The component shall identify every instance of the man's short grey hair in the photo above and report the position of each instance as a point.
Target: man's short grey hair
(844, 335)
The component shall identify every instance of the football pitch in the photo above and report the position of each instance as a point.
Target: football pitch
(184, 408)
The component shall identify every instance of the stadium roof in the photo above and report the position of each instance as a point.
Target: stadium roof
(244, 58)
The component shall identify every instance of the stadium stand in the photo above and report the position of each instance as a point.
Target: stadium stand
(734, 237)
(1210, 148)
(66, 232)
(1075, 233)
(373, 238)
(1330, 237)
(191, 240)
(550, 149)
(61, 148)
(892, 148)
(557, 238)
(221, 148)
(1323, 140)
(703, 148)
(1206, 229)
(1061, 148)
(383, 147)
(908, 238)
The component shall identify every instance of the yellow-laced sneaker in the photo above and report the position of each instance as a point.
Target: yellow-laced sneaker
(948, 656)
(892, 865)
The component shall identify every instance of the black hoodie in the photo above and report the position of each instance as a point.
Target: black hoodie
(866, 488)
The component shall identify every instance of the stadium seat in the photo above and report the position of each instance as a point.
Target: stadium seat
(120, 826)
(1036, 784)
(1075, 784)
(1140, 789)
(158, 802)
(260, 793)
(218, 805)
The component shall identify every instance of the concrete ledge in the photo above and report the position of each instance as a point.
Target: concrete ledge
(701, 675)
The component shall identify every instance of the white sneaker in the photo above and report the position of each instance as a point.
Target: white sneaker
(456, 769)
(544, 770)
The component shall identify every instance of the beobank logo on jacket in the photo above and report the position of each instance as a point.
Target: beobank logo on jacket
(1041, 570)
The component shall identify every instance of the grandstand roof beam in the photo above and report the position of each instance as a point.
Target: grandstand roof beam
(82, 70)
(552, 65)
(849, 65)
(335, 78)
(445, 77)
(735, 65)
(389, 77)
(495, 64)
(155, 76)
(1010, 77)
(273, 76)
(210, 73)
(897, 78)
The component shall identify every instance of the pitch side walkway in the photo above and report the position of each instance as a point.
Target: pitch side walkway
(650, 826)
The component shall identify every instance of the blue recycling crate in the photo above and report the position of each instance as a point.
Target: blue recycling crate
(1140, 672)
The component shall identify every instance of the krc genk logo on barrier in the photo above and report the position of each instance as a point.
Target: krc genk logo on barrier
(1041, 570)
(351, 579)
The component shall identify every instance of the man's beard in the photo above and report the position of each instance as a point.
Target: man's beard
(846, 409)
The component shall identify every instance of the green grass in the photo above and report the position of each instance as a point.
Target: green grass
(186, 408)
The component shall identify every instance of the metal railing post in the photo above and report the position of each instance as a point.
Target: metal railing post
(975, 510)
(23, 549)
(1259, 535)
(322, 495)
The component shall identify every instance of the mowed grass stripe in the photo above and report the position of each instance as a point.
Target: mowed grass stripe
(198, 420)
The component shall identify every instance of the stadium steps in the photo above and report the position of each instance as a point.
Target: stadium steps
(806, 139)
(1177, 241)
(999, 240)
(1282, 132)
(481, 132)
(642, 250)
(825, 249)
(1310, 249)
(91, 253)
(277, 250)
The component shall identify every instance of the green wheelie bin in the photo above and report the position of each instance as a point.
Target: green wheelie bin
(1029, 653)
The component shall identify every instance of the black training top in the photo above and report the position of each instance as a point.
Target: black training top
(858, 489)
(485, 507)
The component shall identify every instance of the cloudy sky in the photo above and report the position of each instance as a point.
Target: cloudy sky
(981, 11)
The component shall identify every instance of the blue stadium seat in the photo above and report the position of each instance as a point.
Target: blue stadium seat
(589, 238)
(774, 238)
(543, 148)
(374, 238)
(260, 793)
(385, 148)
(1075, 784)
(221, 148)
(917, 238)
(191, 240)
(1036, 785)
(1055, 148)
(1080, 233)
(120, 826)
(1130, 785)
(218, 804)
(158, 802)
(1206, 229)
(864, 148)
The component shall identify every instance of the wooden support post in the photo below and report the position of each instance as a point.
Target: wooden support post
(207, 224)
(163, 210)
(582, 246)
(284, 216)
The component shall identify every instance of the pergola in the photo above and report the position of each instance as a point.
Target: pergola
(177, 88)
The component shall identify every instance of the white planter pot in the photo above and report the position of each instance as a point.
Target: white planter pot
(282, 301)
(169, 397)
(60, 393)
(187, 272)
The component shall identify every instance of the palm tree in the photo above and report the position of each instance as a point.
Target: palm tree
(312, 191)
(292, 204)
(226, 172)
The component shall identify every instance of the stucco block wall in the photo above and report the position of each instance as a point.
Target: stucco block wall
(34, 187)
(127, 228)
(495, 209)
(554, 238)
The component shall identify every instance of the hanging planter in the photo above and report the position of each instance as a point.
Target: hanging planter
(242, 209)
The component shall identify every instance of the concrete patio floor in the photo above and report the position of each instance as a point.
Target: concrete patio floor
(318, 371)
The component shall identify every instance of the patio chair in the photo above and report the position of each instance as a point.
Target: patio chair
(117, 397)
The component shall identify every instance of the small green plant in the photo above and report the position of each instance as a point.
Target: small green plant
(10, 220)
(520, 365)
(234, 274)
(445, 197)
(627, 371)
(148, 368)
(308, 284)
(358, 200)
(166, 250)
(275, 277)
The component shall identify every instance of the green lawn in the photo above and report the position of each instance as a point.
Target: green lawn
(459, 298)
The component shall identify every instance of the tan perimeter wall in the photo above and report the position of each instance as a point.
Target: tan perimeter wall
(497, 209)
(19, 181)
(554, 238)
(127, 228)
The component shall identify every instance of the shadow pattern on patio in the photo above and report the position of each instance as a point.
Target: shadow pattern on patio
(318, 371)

▶ _Task objective_
Each line of the listing is to be repeated without alteration.

▶ _Answer to this task_
The component shall identify every instance of the man's short grey hair in the photo above and report the position of each instance as a point.
Target: man's short grey hair
(844, 335)
The component shall identify every instance of the football pitch in the photo above and report the position of each instance as a point.
Target: football pitch
(184, 408)
The component shall identify every instance of the stadium roof in the photo above and report the position of each instance as a point.
Target: stadium roof
(244, 58)
The component shall identify every instance of the stadium stand in the photo above and report the position of each instance as a point.
Target: stadium stand
(734, 237)
(1210, 148)
(66, 232)
(1075, 233)
(373, 238)
(1330, 237)
(191, 240)
(550, 149)
(61, 148)
(892, 148)
(557, 238)
(221, 148)
(1323, 140)
(703, 148)
(1206, 229)
(1061, 148)
(383, 147)
(908, 238)
The component shall identify every instance of the yellow-laced sneaker in the photo above and report the position of each instance as a point.
Target: yellow-laced sneaker
(948, 656)
(892, 865)
The component shall identify every instance of the black hoodie in the photo above and report the position of each instance as a point.
Target: black hoodie
(866, 488)
The component shall identify every instance of the stadium seat in the photo above and report the position of each instance as a point.
Target: stadium seat
(120, 826)
(1036, 784)
(1075, 784)
(1140, 789)
(158, 802)
(260, 793)
(218, 805)
The component shall identify every instance of the concrete ledge in the photo above and report the position of each instance as a point.
Target: concrete ledge
(701, 675)
The component shall identify every instance of the white sneaker in the photo above and report the position of each instance as a point.
Target: white sneaker
(456, 769)
(544, 770)
The component shall identify every instance of the beobank logo on jacket in the photo above and report the position of each instance as a point.
Target: beobank logo on jacket
(1041, 570)
The component shall identify every instance of the grandstand roof beam in the photo above and report the position of each instance as a point.
Target: grandstand roof beam
(82, 70)
(552, 65)
(849, 65)
(335, 78)
(445, 77)
(735, 65)
(389, 77)
(495, 64)
(155, 76)
(1010, 77)
(273, 76)
(210, 73)
(897, 78)
The component shall identify every instance of the pitch side walkway in the photo above and report the position of each instance as a point.
Target: pitch side walkway
(650, 826)
The component shall identify every instance of the blue recycling crate in the photo above and report the position of each instance as a point.
Target: blue recycling crate
(1140, 672)
The component shall identify every instance of the krc genk logo on barrier in the photo above and report the position of each instance as a point.
Target: krc genk logo on barrier
(1041, 570)
(351, 579)
The component shall identify every instance of the man's beard in the photo above and report the position of each instance as a point.
Target: man's beard
(846, 409)
The component shall identify every instance of the green grass in the photo above and report the position of each instance as a point.
Target: green grass
(186, 408)
The component shall identify every instance of the metal railing post in the photo above and report the position of each instance as a point.
Target: metal railing post
(975, 510)
(23, 549)
(1259, 535)
(322, 495)
The component shall identify every instance of the mowed grass stripe in the photo above and report the position of each instance as a point.
Target: mowed grass stripe
(198, 420)
The component shall identify every instance of the stadium steps in the photo above and report the position of each instance as a point.
Target: stadium steps
(806, 139)
(1177, 241)
(999, 240)
(1282, 132)
(481, 132)
(642, 250)
(825, 249)
(1310, 249)
(91, 253)
(277, 250)
The component shall identify every instance of the green wheelie bin in the photo above and report the position of each instance as a point.
Target: green wheelie bin
(1029, 653)
The component shall identify every instance of the black training top in the photo above and report the position of each instance as a point.
Target: black training top
(858, 489)
(485, 507)
The component shall identify every instance of the cloudy sky in the photo above and report the position of each instance as a point.
Target: cloudy sky
(981, 11)
The component shall identify every instance of the blue stadium seat in the photo above and report the position of each instance as a point.
Target: blue stadium seat
(589, 238)
(774, 238)
(543, 148)
(374, 238)
(260, 793)
(385, 148)
(1075, 784)
(221, 148)
(917, 238)
(191, 240)
(1036, 785)
(1055, 148)
(1080, 233)
(120, 826)
(1130, 785)
(218, 804)
(158, 802)
(1206, 229)
(864, 148)
The component shall identify every instance of the wooden support post in the photo below and report the position of each instance as a point.
Target: wooden support post
(207, 224)
(163, 210)
(582, 246)
(284, 216)
The component shall identify every instance of the pergola in the photo above and report the position of each instance as a point.
Target: pergola
(177, 88)
The component shall identify every instance of the white planter pot in the photo above and report the position of each instance as a point.
Target: white planter pot
(282, 301)
(169, 397)
(60, 393)
(187, 272)
The component shall identify every instance of the palm tree in the photo above and report the position of each instance as a point.
Target: palm tree
(312, 191)
(292, 204)
(226, 172)
The component shall identify every instance of the stucco block wall in the photo above and report the position of each instance as a point.
Target: stucco block wall
(34, 187)
(127, 228)
(495, 209)
(554, 238)
The component shall identify every instance of the hanging planter in the photo above and report the position of each instance as a point.
Target: hanging planter
(242, 209)
The component shall identify every instance of the concrete patio floor in the photo above and report the position of each instance as a point.
Target: concrete patio floor
(318, 371)
The component shall identify every instance of the patio chair in the photo above and report the position of each instance as a point.
Target: patio chair
(117, 397)
The component shall identify every instance of the small green plant in the photo above and report the position of each instance as a point.
Target: small green plant
(10, 220)
(520, 365)
(234, 274)
(445, 197)
(627, 371)
(148, 368)
(308, 284)
(358, 200)
(166, 250)
(275, 277)
The component shall identify every instance of the green lawn in the photo above and report the position of each instance as a point.
Target: green lawn
(459, 298)
The component shall identify every instance of the tan perimeter wall in the photo above and report the position of each instance as a point.
Target: tan perimeter wall
(497, 209)
(19, 181)
(554, 238)
(127, 228)
The component shall identify every instance of the shadow pattern on patio in the photo above and report the position of each instance as a point.
Target: shadow pattern on patio
(318, 371)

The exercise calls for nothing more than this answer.